#### Written request
Can you rewrite the part of the records that opens with the line containing "Return the segmentation of every instance of the text" and closes at the end of the records, swapping "evenodd" for "nonzero" and changing nothing else? Return only those lines, without the pictures.

*-*-*

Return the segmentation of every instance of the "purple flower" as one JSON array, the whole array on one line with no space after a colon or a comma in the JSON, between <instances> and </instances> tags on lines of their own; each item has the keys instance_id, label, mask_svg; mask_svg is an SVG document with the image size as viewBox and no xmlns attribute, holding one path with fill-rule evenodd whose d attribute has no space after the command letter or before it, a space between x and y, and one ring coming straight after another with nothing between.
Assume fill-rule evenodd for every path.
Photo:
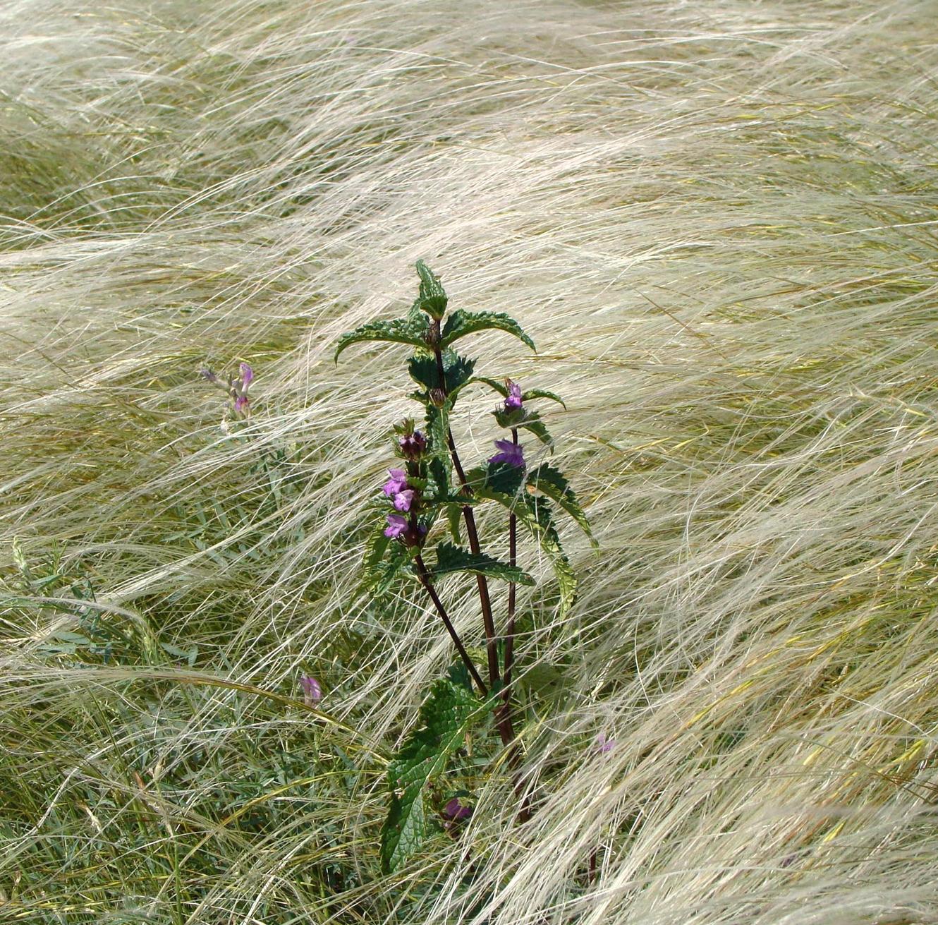
<instances>
[{"instance_id":1,"label":"purple flower","mask_svg":"<svg viewBox=\"0 0 938 925\"><path fill-rule=\"evenodd\" d=\"M398 443L401 446L401 452L409 460L419 459L427 448L427 438L419 431L405 433Z\"/></svg>"},{"instance_id":2,"label":"purple flower","mask_svg":"<svg viewBox=\"0 0 938 925\"><path fill-rule=\"evenodd\" d=\"M303 689L303 703L310 706L323 696L322 685L311 675L304 675L299 679L299 686Z\"/></svg>"},{"instance_id":3,"label":"purple flower","mask_svg":"<svg viewBox=\"0 0 938 925\"><path fill-rule=\"evenodd\" d=\"M496 440L495 447L499 452L489 460L490 462L507 462L508 465L524 467L524 451L520 443L512 443L510 440Z\"/></svg>"},{"instance_id":4,"label":"purple flower","mask_svg":"<svg viewBox=\"0 0 938 925\"><path fill-rule=\"evenodd\" d=\"M385 528L385 536L388 539L395 539L403 536L407 532L407 518L400 514L387 515L387 526Z\"/></svg>"},{"instance_id":5,"label":"purple flower","mask_svg":"<svg viewBox=\"0 0 938 925\"><path fill-rule=\"evenodd\" d=\"M388 469L387 474L391 477L386 482L385 482L385 487L382 492L385 493L389 498L393 497L399 492L402 492L407 484L407 473L403 469ZM398 510L405 509L399 508Z\"/></svg>"},{"instance_id":6,"label":"purple flower","mask_svg":"<svg viewBox=\"0 0 938 925\"><path fill-rule=\"evenodd\" d=\"M444 808L443 814L447 819L452 819L455 822L461 822L463 819L468 819L472 815L472 807L463 806L458 796L454 796Z\"/></svg>"},{"instance_id":7,"label":"purple flower","mask_svg":"<svg viewBox=\"0 0 938 925\"><path fill-rule=\"evenodd\" d=\"M517 411L522 406L522 387L508 380L508 397L505 400L506 411Z\"/></svg>"}]
</instances>

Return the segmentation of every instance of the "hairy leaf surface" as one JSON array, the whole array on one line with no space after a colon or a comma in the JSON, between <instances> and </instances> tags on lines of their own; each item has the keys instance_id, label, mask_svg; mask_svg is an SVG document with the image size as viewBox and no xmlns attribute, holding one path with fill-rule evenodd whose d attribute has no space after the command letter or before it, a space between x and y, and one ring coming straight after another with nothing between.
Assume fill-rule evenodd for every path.
<instances>
[{"instance_id":1,"label":"hairy leaf surface","mask_svg":"<svg viewBox=\"0 0 938 925\"><path fill-rule=\"evenodd\" d=\"M534 579L517 566L509 566L480 553L477 555L443 542L436 547L436 566L432 569L434 579L443 578L458 571L471 571L487 578L501 578L506 582L515 582L518 584L534 584Z\"/></svg>"},{"instance_id":2,"label":"hairy leaf surface","mask_svg":"<svg viewBox=\"0 0 938 925\"><path fill-rule=\"evenodd\" d=\"M537 352L534 341L523 331L521 325L514 318L499 311L463 311L460 309L454 311L447 319L443 327L443 336L440 345L448 347L454 341L458 341L466 334L476 331L499 330L511 334L513 337L523 341L532 350Z\"/></svg>"}]
</instances>

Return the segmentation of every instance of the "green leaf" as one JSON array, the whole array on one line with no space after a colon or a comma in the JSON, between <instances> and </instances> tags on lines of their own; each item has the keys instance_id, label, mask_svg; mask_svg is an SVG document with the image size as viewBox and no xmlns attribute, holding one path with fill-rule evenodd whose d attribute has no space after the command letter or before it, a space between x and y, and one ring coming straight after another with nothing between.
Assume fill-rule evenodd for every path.
<instances>
[{"instance_id":1,"label":"green leaf","mask_svg":"<svg viewBox=\"0 0 938 925\"><path fill-rule=\"evenodd\" d=\"M505 398L508 397L508 387L497 379L490 379L488 376L475 376L470 381L484 382L490 388L493 388L498 392L499 395ZM529 402L531 399L550 399L552 402L556 402L558 404L564 405L565 410L567 409L564 400L556 392L549 392L546 388L529 388L522 392L522 402Z\"/></svg>"},{"instance_id":2,"label":"green leaf","mask_svg":"<svg viewBox=\"0 0 938 925\"><path fill-rule=\"evenodd\" d=\"M440 346L448 347L454 341L472 334L475 331L484 331L494 329L511 334L521 341L523 341L532 350L537 352L534 341L529 338L522 329L514 318L498 311L463 311L460 309L454 311L447 319L443 328L443 336L440 339Z\"/></svg>"},{"instance_id":3,"label":"green leaf","mask_svg":"<svg viewBox=\"0 0 938 925\"><path fill-rule=\"evenodd\" d=\"M485 472L485 486L503 494L516 494L524 483L524 468L508 462L490 462Z\"/></svg>"},{"instance_id":4,"label":"green leaf","mask_svg":"<svg viewBox=\"0 0 938 925\"><path fill-rule=\"evenodd\" d=\"M422 260L416 262L416 271L420 277L420 292L414 308L439 321L446 311L448 301L440 278Z\"/></svg>"},{"instance_id":5,"label":"green leaf","mask_svg":"<svg viewBox=\"0 0 938 925\"><path fill-rule=\"evenodd\" d=\"M426 835L423 788L442 774L449 758L462 746L472 723L496 704L483 703L459 679L433 683L420 707L420 724L387 766L391 803L381 830L381 864L396 871L419 850Z\"/></svg>"},{"instance_id":6,"label":"green leaf","mask_svg":"<svg viewBox=\"0 0 938 925\"><path fill-rule=\"evenodd\" d=\"M528 473L527 483L560 505L580 524L581 529L589 537L593 545L598 545L593 537L593 531L590 529L589 521L586 520L586 515L582 512L580 502L577 501L576 493L570 488L566 476L559 469L555 469L548 462L541 462L536 469L532 469Z\"/></svg>"},{"instance_id":7,"label":"green leaf","mask_svg":"<svg viewBox=\"0 0 938 925\"><path fill-rule=\"evenodd\" d=\"M540 415L537 411L517 410L505 411L497 408L492 412L499 427L516 428L518 430L530 431L542 444L550 449L553 449L553 437L547 432Z\"/></svg>"},{"instance_id":8,"label":"green leaf","mask_svg":"<svg viewBox=\"0 0 938 925\"><path fill-rule=\"evenodd\" d=\"M462 508L456 504L446 505L446 520L449 522L449 534L453 538L454 543L460 542L460 520L462 516Z\"/></svg>"},{"instance_id":9,"label":"green leaf","mask_svg":"<svg viewBox=\"0 0 938 925\"><path fill-rule=\"evenodd\" d=\"M385 873L392 873L419 851L426 832L422 785L414 784L400 796L392 793L387 818L381 827L381 867Z\"/></svg>"},{"instance_id":10,"label":"green leaf","mask_svg":"<svg viewBox=\"0 0 938 925\"><path fill-rule=\"evenodd\" d=\"M439 579L458 571L471 571L517 584L534 584L534 579L517 566L500 562L485 553L477 555L452 543L440 543L436 547L436 565L432 569L432 577Z\"/></svg>"},{"instance_id":11,"label":"green leaf","mask_svg":"<svg viewBox=\"0 0 938 925\"><path fill-rule=\"evenodd\" d=\"M548 499L528 494L526 492L505 494L484 485L477 488L476 492L479 497L497 501L511 511L537 541L550 560L553 577L557 580L560 591L560 615L565 616L576 599L577 577L560 544L560 537L553 525L553 511Z\"/></svg>"},{"instance_id":12,"label":"green leaf","mask_svg":"<svg viewBox=\"0 0 938 925\"><path fill-rule=\"evenodd\" d=\"M365 545L363 584L375 598L382 598L399 578L412 578L408 569L410 551L403 543L390 540L385 536L386 523L375 528Z\"/></svg>"},{"instance_id":13,"label":"green leaf","mask_svg":"<svg viewBox=\"0 0 938 925\"><path fill-rule=\"evenodd\" d=\"M362 325L354 331L346 331L336 343L335 360L339 355L353 343L360 341L387 341L392 343L409 343L414 347L427 349L426 334L430 319L419 311L411 311L406 318L394 321L372 321Z\"/></svg>"},{"instance_id":14,"label":"green leaf","mask_svg":"<svg viewBox=\"0 0 938 925\"><path fill-rule=\"evenodd\" d=\"M443 378L446 394L452 397L469 381L476 360L460 356L455 350L443 351ZM423 387L423 392L415 392L417 401L426 403L431 388L440 388L440 374L436 369L436 357L427 354L416 354L407 363L411 378Z\"/></svg>"}]
</instances>

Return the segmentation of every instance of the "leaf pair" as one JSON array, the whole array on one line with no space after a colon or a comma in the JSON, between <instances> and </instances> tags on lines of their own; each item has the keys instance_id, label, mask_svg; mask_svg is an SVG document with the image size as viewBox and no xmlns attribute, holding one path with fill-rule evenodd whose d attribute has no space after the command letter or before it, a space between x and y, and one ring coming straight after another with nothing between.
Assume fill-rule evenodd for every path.
<instances>
[{"instance_id":1,"label":"leaf pair","mask_svg":"<svg viewBox=\"0 0 938 925\"><path fill-rule=\"evenodd\" d=\"M450 678L433 682L420 707L420 724L391 759L387 784L391 804L381 829L381 866L396 871L419 850L430 826L424 808L427 783L442 774L465 741L470 727L497 703L482 702Z\"/></svg>"}]
</instances>

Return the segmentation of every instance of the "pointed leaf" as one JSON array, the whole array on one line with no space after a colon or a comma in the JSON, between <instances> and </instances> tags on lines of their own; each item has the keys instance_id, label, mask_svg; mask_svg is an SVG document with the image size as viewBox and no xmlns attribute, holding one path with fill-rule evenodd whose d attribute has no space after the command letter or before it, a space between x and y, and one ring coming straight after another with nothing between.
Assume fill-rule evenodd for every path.
<instances>
[{"instance_id":1,"label":"pointed leaf","mask_svg":"<svg viewBox=\"0 0 938 925\"><path fill-rule=\"evenodd\" d=\"M474 376L470 382L484 382L490 388L493 388L498 392L499 395L505 398L508 397L508 387L497 379L490 379L488 376ZM522 402L528 402L531 399L550 399L552 402L556 402L558 404L564 405L565 410L567 408L564 400L556 392L549 392L546 388L528 388L522 392Z\"/></svg>"},{"instance_id":2,"label":"pointed leaf","mask_svg":"<svg viewBox=\"0 0 938 925\"><path fill-rule=\"evenodd\" d=\"M518 411L512 409L506 411L504 408L496 408L492 414L499 427L515 428L518 430L530 431L542 444L550 449L553 449L553 437L547 432L540 415L537 411Z\"/></svg>"},{"instance_id":3,"label":"pointed leaf","mask_svg":"<svg viewBox=\"0 0 938 925\"><path fill-rule=\"evenodd\" d=\"M460 680L440 679L420 707L420 724L387 766L391 805L381 831L381 863L386 872L397 870L419 850L426 834L423 789L446 770L449 758L462 746L472 723L497 702L483 703Z\"/></svg>"},{"instance_id":4,"label":"pointed leaf","mask_svg":"<svg viewBox=\"0 0 938 925\"><path fill-rule=\"evenodd\" d=\"M475 331L499 330L523 341L532 350L537 352L534 341L522 329L514 318L498 311L463 311L460 309L447 319L443 328L440 345L448 347L454 341L472 334Z\"/></svg>"},{"instance_id":5,"label":"pointed leaf","mask_svg":"<svg viewBox=\"0 0 938 925\"><path fill-rule=\"evenodd\" d=\"M541 462L528 473L527 483L560 505L580 524L583 533L593 541L593 545L597 545L589 521L586 520L586 515L577 501L576 493L559 469L555 469L548 462Z\"/></svg>"},{"instance_id":6,"label":"pointed leaf","mask_svg":"<svg viewBox=\"0 0 938 925\"><path fill-rule=\"evenodd\" d=\"M381 827L381 868L385 873L393 873L419 851L426 832L423 786L413 784L400 796L391 794L387 818Z\"/></svg>"},{"instance_id":7,"label":"pointed leaf","mask_svg":"<svg viewBox=\"0 0 938 925\"><path fill-rule=\"evenodd\" d=\"M446 394L452 397L472 376L476 360L460 356L455 350L443 351L443 378ZM440 388L440 374L436 368L436 357L428 354L417 354L407 363L411 378L423 387L423 392L416 392L415 396L427 396L431 388ZM426 397L417 401L426 402Z\"/></svg>"},{"instance_id":8,"label":"pointed leaf","mask_svg":"<svg viewBox=\"0 0 938 925\"><path fill-rule=\"evenodd\" d=\"M411 311L406 318L397 318L394 321L372 321L362 325L354 331L346 331L336 343L334 359L338 362L339 355L353 343L360 341L387 341L392 343L409 343L414 347L427 349L426 334L430 327L430 319L419 311Z\"/></svg>"},{"instance_id":9,"label":"pointed leaf","mask_svg":"<svg viewBox=\"0 0 938 925\"><path fill-rule=\"evenodd\" d=\"M439 321L446 311L448 301L440 278L422 260L416 262L416 271L420 277L420 292L414 308Z\"/></svg>"},{"instance_id":10,"label":"pointed leaf","mask_svg":"<svg viewBox=\"0 0 938 925\"><path fill-rule=\"evenodd\" d=\"M434 579L458 571L471 571L487 578L501 578L506 582L515 582L518 584L534 584L534 579L517 566L509 566L507 562L493 559L485 553L477 555L452 543L440 543L436 547L436 566L433 568Z\"/></svg>"}]
</instances>

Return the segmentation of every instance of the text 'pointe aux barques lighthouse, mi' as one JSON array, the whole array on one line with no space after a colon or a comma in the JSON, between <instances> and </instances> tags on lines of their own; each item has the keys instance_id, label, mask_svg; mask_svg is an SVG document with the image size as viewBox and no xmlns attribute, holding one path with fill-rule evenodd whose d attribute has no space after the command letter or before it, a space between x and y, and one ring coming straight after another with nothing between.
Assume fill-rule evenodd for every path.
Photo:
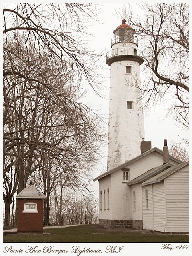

*-*-*

#### Response to the exercise
Return the segmentation of every instance of the text 'pointe aux barques lighthouse, mi' as one JSON array, the whole array on one line with no space after a colon or a comma in the JSON, between <instances> and </instances> tags on lines of their own; each item has the keys instance_id, label, mask_svg; mask_svg is an SVG document with the image size as viewBox and no xmlns attribute, holding one path with fill-rule nonzero whose d attribute has no space after the command letter or before it, a space between x and y, and one ring coming straight after another with nothing between.
Assume fill-rule nonzero for every path.
Photo:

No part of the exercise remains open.